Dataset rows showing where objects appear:
** start **
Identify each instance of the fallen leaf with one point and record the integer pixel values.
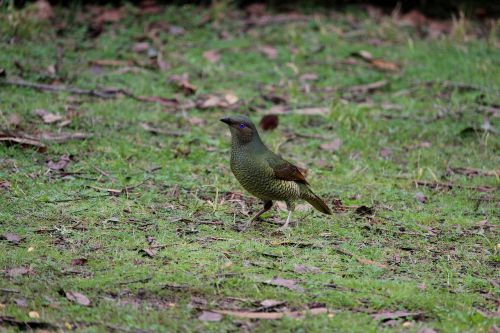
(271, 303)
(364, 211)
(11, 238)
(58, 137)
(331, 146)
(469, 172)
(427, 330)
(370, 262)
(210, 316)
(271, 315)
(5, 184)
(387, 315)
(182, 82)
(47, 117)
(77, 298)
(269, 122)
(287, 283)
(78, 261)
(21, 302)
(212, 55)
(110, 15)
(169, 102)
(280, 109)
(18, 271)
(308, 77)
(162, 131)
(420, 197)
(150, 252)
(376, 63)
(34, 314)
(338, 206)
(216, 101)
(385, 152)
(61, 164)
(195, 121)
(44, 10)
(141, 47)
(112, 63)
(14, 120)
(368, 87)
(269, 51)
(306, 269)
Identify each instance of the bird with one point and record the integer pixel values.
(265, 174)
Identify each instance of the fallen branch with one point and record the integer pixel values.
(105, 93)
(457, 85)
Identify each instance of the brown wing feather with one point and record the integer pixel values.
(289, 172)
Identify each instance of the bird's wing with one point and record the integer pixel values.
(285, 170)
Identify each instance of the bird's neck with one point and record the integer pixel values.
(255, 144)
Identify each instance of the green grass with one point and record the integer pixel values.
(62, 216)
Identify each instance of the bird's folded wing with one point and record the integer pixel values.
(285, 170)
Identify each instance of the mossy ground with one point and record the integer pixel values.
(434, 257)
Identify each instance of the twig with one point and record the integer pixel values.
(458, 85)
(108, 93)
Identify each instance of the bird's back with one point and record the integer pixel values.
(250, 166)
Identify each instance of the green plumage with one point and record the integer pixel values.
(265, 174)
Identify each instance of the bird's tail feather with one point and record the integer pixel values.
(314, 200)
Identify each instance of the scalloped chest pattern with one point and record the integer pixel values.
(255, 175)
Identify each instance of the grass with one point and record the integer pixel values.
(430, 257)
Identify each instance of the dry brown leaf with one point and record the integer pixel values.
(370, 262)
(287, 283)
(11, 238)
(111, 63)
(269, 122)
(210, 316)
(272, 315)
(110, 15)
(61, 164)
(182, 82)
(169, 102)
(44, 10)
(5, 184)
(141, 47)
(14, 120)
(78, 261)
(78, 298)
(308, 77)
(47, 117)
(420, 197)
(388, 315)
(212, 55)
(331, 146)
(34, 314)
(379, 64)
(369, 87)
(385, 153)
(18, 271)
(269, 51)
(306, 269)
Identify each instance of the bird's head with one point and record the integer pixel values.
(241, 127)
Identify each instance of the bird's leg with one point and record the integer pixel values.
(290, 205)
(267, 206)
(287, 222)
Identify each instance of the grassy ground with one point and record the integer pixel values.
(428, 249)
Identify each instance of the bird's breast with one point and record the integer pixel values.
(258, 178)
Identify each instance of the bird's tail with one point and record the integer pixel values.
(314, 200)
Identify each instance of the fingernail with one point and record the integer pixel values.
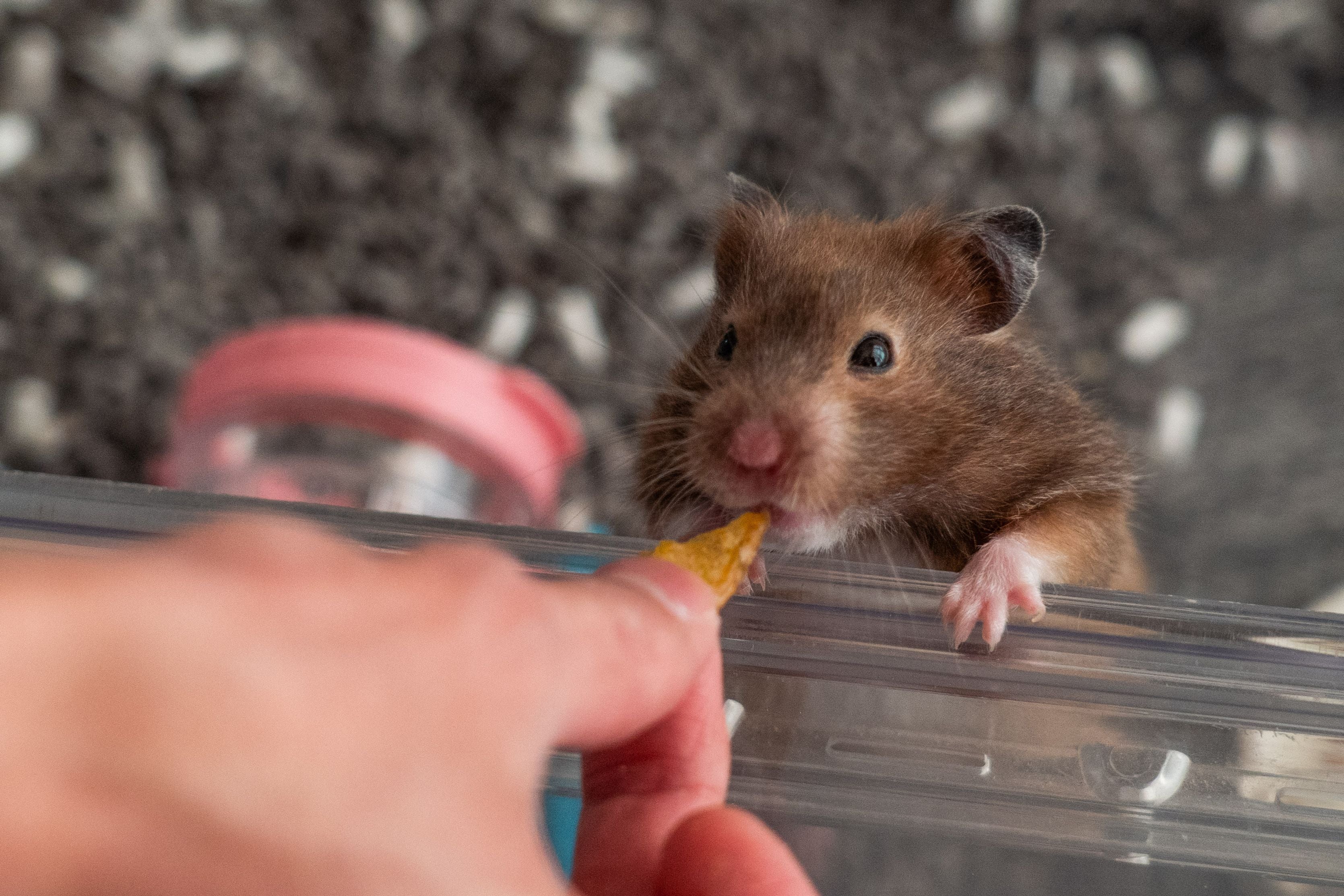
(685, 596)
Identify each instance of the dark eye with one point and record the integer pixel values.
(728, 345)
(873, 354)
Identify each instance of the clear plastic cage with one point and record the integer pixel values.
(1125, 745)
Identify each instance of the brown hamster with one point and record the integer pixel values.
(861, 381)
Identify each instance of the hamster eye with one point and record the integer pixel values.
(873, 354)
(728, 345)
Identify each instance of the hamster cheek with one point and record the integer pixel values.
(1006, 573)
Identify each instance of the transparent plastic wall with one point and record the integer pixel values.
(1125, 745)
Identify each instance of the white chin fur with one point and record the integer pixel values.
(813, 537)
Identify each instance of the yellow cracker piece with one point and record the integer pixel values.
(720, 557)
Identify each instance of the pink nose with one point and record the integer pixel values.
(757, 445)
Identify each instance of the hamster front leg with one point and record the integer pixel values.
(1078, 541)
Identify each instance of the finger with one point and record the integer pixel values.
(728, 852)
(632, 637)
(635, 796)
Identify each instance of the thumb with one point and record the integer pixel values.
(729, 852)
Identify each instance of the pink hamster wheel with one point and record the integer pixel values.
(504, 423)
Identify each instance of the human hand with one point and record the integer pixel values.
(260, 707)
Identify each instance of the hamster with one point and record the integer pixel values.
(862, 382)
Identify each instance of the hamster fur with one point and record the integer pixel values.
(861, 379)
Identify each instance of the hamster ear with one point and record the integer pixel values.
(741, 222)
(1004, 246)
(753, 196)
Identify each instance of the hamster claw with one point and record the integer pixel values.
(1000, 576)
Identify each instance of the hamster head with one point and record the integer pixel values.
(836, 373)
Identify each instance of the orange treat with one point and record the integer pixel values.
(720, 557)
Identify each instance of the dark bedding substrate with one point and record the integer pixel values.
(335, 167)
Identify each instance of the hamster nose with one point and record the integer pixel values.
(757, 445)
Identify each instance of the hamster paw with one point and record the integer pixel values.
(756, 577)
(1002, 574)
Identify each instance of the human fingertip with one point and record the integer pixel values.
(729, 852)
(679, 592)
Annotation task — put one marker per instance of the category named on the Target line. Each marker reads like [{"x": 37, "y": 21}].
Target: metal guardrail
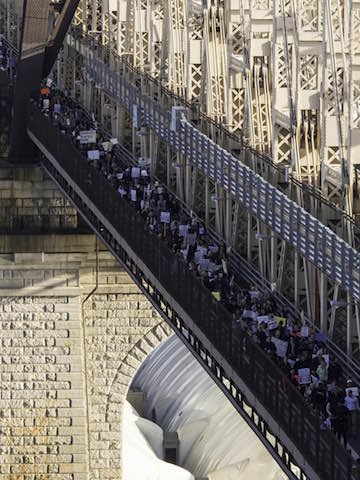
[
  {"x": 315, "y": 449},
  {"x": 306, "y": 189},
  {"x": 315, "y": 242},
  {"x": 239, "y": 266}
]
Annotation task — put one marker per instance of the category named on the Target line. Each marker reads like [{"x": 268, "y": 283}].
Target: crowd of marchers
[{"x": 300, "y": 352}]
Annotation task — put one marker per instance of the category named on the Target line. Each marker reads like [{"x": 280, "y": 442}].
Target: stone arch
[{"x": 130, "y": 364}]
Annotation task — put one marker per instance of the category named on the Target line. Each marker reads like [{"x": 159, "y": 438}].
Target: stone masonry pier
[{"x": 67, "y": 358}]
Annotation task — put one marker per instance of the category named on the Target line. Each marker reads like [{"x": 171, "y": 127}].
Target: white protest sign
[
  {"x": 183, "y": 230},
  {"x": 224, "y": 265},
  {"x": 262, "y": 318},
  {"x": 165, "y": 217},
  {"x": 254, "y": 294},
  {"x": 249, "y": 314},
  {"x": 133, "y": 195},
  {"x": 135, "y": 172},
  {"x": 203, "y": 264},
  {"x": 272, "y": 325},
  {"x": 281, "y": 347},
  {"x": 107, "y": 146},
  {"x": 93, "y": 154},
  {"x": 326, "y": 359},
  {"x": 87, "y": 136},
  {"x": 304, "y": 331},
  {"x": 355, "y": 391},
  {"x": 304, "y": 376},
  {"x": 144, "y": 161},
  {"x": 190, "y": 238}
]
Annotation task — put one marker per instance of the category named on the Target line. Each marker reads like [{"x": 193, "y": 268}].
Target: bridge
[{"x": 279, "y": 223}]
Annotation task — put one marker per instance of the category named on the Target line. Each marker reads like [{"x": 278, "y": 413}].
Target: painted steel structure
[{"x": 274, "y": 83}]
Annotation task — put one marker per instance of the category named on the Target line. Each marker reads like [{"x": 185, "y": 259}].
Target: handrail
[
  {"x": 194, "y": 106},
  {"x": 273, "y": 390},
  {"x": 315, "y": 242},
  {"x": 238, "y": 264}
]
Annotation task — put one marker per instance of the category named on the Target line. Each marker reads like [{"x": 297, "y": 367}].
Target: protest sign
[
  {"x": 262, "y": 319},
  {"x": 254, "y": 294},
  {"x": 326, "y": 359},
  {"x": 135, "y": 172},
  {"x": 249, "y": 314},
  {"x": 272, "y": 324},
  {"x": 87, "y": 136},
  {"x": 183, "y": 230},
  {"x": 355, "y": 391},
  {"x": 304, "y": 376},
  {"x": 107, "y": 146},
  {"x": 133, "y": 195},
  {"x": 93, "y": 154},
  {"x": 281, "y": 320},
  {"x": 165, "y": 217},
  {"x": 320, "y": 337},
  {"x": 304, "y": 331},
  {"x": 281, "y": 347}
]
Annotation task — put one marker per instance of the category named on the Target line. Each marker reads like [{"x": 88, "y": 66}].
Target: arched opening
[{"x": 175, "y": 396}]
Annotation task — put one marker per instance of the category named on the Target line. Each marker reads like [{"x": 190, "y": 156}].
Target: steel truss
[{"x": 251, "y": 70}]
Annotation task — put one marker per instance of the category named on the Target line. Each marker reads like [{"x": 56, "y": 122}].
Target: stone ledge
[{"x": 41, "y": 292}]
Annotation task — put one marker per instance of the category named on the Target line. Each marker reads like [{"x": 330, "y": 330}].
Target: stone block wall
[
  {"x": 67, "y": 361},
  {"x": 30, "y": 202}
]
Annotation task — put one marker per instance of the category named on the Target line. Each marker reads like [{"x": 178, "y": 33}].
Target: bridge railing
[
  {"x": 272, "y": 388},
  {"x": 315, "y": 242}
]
** end **
** start **
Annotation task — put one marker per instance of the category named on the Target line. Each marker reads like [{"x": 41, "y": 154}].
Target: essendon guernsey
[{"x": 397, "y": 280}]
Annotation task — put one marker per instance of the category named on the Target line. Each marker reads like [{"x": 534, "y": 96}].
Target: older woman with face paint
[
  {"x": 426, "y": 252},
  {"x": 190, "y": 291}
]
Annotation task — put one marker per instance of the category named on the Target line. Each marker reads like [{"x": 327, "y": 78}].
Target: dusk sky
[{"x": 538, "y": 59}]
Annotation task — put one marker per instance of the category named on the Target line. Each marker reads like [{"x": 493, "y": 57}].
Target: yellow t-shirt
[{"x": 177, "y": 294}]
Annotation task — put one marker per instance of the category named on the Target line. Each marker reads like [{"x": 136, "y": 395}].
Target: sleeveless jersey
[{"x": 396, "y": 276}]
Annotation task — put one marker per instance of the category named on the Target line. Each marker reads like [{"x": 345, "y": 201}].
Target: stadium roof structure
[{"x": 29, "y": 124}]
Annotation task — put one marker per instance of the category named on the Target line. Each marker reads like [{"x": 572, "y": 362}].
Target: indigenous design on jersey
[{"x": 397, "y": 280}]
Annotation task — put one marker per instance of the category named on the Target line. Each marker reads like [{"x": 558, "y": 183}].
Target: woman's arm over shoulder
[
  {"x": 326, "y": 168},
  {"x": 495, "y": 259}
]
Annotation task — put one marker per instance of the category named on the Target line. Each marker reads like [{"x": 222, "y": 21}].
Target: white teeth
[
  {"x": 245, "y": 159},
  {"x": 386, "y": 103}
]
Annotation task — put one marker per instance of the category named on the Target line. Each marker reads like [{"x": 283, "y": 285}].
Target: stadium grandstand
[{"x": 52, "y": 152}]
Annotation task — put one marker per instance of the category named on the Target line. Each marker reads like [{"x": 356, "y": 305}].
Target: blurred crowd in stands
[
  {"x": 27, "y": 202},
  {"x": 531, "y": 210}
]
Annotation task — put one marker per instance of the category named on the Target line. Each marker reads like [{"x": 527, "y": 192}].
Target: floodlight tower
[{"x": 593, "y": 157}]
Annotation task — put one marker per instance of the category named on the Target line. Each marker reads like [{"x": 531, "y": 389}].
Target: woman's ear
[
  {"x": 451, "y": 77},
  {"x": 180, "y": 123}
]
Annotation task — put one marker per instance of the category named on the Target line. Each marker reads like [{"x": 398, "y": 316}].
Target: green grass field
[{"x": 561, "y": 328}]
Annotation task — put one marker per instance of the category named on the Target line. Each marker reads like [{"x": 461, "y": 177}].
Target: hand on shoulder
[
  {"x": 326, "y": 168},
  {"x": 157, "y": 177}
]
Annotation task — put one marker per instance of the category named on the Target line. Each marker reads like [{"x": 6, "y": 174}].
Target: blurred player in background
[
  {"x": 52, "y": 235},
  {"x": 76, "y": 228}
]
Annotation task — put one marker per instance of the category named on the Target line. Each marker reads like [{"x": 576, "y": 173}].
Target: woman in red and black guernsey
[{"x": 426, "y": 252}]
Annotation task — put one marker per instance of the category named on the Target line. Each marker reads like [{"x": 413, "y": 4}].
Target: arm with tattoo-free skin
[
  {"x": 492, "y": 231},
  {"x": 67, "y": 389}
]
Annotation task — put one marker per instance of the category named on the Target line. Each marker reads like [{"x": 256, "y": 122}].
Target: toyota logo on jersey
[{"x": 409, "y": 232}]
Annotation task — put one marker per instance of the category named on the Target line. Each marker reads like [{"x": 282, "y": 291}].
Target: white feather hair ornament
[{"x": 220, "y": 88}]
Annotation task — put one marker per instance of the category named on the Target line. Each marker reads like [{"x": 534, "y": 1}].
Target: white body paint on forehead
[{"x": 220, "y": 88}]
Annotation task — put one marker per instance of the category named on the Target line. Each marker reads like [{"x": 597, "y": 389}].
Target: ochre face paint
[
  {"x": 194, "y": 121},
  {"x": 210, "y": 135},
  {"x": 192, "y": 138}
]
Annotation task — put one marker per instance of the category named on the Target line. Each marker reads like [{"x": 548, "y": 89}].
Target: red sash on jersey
** end **
*EXERCISE DETAILS:*
Please report every line in the items above that contains the word "crowd", copying each line in full.

*RIGHT ANSWER:*
Target: crowd of marchers
Target: blurred crowd in stands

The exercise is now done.